* _TEXT EXCERPT_:
At this point, we might have a hunch that SWAPGS was introduced with the intention to make the same entry code work for both real hardware/real virtualization and paravirtualization, and this is sufficiently confirmed when we git blame the file a bit:

$ git blame arch/x86/entry/entry_64.S
...
72fe485854429 arch/x86/kernel/entry_64.S (Glauber de Oliveira Costa 2008-01-30 13:32:08 +0100  143)     SWAPGS_UNSAFE_STACK
...
$ git show 72fe485854429
commit 72fe4858544292ad64600765cb78bc02298c6b1c
Author: Glauber de Oliveira Costa <gcosta@redhat.com>
Date:   Wed Jan 30 13:32:08 2008 +0100

    x86: replace privileged instructions with paravirt macros
    
    The assembly code in entry_64.S issues a bunch of privileged instructions,
    like cli, sti, swapgs, and others. Paravirt guests are forbidden to do so,
    and we then replace them with macros that will do the right thing.
...

When looking at the above git blame, there are a lot of lines affecting SWAPGS with different commit hashes, but this one is the oldest. We should be able to transfer the macro calls to the lines adjacent to the swapgs instructions. Fortunately, the number of swapgs instructions and the number of SWAPGS macro calls are almost the same in both kernels. With just the names (SWITCH_KERNEL_CR3) of the macros we don’t really know if this switches the kernel CR3 to the user CR3 or the other way round, and when you look at code that was accepted upstream or in distributions, you might see that the macro names have become easier to understand. So let’s dig into the macros, which are declared in the newly #included asm/kaiser.h.

asm/kaiser.h

asm/kaiser.h consists of assembly code (#ifdef __ASSEMBLY__) and C code (#else).  Assembly code in the Linux kernel uses AT&T syntax, which means that the first operands are the sources and the second operands the destinations. The macros look pretty clean (i.e., they are mostly pure assembly code), except for the use of something called PER_CPU_VAR. Modern processors have more than one core, and these cores operate independently. One core might be executing user land, and another core might be in the kernel or about to do the entry into the kernel.

Unfortunately, when we grep for PER_CPU_VAR in the old kernel code, we come up empty-handed:

src/kernel/el5/linux-2.6.18.4$ grep -r PER_CPU_VAR .
src/kernel/el5/linux-2.6.18.4$

Note that a case-insensitive grep comes up with ia64-specific (as in Itanium) code. grepping for PER_CPU, on the other hand, yields a lot of results. Even the KAISER patch itself contains DECLARE_PER_CPU and DEFINE_PER_CPU statements. However, the older kernel doesn’t have DECLARE_PER_CPU_SECTION or DEFINE_PER_CPU_SECTION.

[Collection entries]
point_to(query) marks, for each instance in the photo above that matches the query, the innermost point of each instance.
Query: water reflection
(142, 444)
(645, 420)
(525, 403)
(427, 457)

* _EXERCISE 1_:
Condense the paragraph of the KAISER backport text that begins "asm/kaiser.h consists of assembly code" into a short bulleted list that keeps its main facts.
* _EXERCISE 2_:
Pick up the KAISER backport text after its last sentence and keep it going for a few paragraphs.

* _EXPECTED OUTPUT 1_:
- asm/kaiser.h holds assembly code (under #ifdef __ASSEMBLY__) and C code (under #else).
- Linux kernel assembly uses AT&T syntax, so the first operands are sources and the second are destinations.
- The macros are mostly pure assembly, except that they use something called PER_CPU_VAR.
- Modern processors have several cores that work independently, so one core may be running user land while another is in the kernel or about to enter it.

* _EXPECTED OUTPUT 2_:
~/src/kernel/git$ grep -r PER_CPU_SECTION . | grep define
./include/linux/percpu-defs.h:#define DECLARE_PER_CPU_SECTION(type, name, sec)                  \
... (More matches in the same file)

Now, we do a chain of git blames until we find something that we consider useful:

git blame include/linux/percpu-defs.h
git show 7c756e6e19e71
git blame 7c756e6e19e71^ -- include/linux/percpu-defs.h # start blaming from one before 7c756e6e19e71; don't forget the '--'
git show 5028eaa97dd1d
# Looks like 5028eaa97dd1d creates the file for the first time, and the definitions used to be in include/asm-generic/percpu.h
git blame 5028eaa97dd1d^ -- include/asm-generic/percpu.h
git show 9b8de7479d0db
git blame 9b8de7479d0db^ -- include/linux/percpu.h
git show 0bd74fa8e29dc

At this point, we finally found the commit that first introduced DEFINE_PER_CPU_SECTION, but this still depends on DEFINE_PER_CPU_PAGE_ALIGNED, which isn’t available yet in 2.6.18. So the search continues:

git blame 0bd74fa8e29dc^ -- include/linux/percpu.h
git show 63cc8c7515646

This commit indicates that DEFINE_PER_CPU_PAGE_ALIGNED was introduced to avoid wasting memory. I don’t believe we really need to care about this. Let’s trace PER_CPU_VAR next:

grep -r PER_CPU_VAR . | grep define
git blame ./arch/x86/include/asm/percpu.h
git show dd17c8f72993f
git blame dd17c8f72993f^ -- arch/x86/include/asm/percpu.h
git show 3334052a321ac

This commit unifies the percpu_32.h and percpu_64.h files into a single header file, and indicates that PER_CPU_VAR only existed in the 32-bit code paths. Instead, the 64-bit code had this, which we grep straight away:

DECLARE_PER_CPU(struct x8664_pda, pda);

~/src/kernel/el5/linux-2.6.18.4$ grep -r x8664_pda
...
include/asm-x86_64/pda.h:11:struct x8664_pda {
...
~/src/kernel/el5/linux-2.6.18.4$ less -N include/asm-x86_64/pda.h
...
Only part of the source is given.